■ **PROBLEM REQUIREMENTS**
Which lines run from the one containing "If you could identify the speckled" to the end of the listing below? Write them out exactly, both ends included, with nothing else.

■ **EXTRACTED DATA**
Start of Block

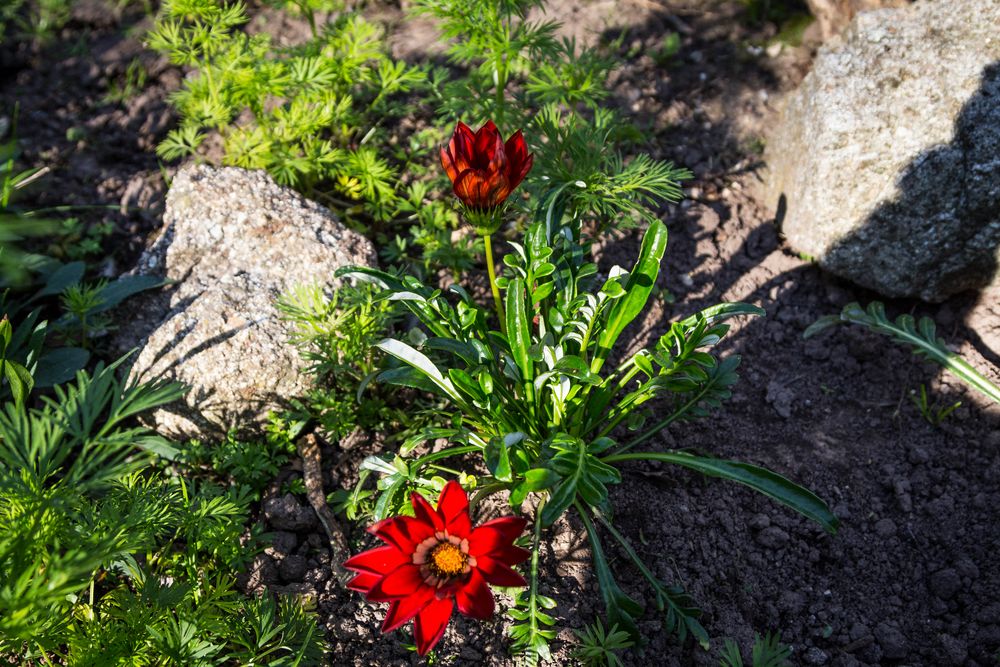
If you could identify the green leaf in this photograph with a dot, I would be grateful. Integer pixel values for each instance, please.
(639, 286)
(60, 365)
(518, 330)
(498, 457)
(581, 475)
(368, 274)
(762, 480)
(19, 379)
(722, 312)
(621, 609)
(422, 363)
(126, 286)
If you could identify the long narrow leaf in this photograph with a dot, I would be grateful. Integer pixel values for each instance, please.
(639, 286)
(518, 331)
(421, 362)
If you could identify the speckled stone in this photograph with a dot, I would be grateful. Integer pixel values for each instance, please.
(884, 166)
(234, 241)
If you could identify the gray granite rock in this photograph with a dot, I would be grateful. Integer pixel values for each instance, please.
(233, 241)
(832, 16)
(885, 166)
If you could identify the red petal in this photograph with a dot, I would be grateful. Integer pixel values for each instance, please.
(460, 152)
(404, 581)
(363, 582)
(401, 611)
(475, 598)
(498, 159)
(448, 162)
(495, 534)
(487, 140)
(453, 509)
(431, 623)
(378, 560)
(425, 512)
(403, 532)
(479, 189)
(497, 573)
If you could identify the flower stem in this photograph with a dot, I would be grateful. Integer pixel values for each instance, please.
(493, 283)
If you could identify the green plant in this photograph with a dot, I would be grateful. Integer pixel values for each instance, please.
(920, 336)
(17, 224)
(16, 375)
(108, 557)
(768, 651)
(335, 333)
(577, 167)
(543, 401)
(597, 646)
(312, 109)
(33, 19)
(933, 414)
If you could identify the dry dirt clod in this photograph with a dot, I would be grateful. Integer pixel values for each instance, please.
(312, 474)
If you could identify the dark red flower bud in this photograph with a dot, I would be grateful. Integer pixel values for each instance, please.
(484, 169)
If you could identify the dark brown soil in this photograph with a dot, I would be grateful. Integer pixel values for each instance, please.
(912, 576)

End of Block

■ **SOLUTION TO THIS TASK**
If you could identify the speckled stone in this photograph with a dot, I would be grateful. Integer pixel values for each instance, please.
(884, 166)
(234, 241)
If you could identify the gray granite rock in this photograph with a dot, I would be grateful. Integer pixel values for each instance, please.
(233, 241)
(832, 16)
(885, 166)
If you could identify the red petal in this photograph with a dot, I would be grateful. Integer pixel values for each instance, please.
(460, 152)
(404, 581)
(363, 582)
(401, 611)
(475, 598)
(498, 159)
(448, 162)
(495, 534)
(487, 140)
(453, 509)
(431, 623)
(378, 560)
(425, 512)
(403, 532)
(479, 189)
(497, 573)
If you could identify the flower stem in this photograph with a dot, I would be grateful. Integer pixel values for each instance, please.
(493, 283)
If you could identify the green plant in this photograph with a dot, I would be grateful. Integer pixel values for each instance, please.
(920, 336)
(17, 224)
(16, 375)
(108, 557)
(768, 651)
(335, 333)
(577, 167)
(543, 401)
(597, 646)
(312, 109)
(33, 19)
(933, 414)
If you could identify the dry dirt clod in this photograph with a dot, I would be grateful. Integer pixel values for each instance, please.
(312, 474)
If you could identify the dark red flower bud in this photograph with a dot, I would be grateful. Integer pixel values for each instance, please.
(484, 169)
If you could identify the dark brown soil in this photograph with a dot, I would be grateful. Integer pixel values for each instance, please.
(912, 576)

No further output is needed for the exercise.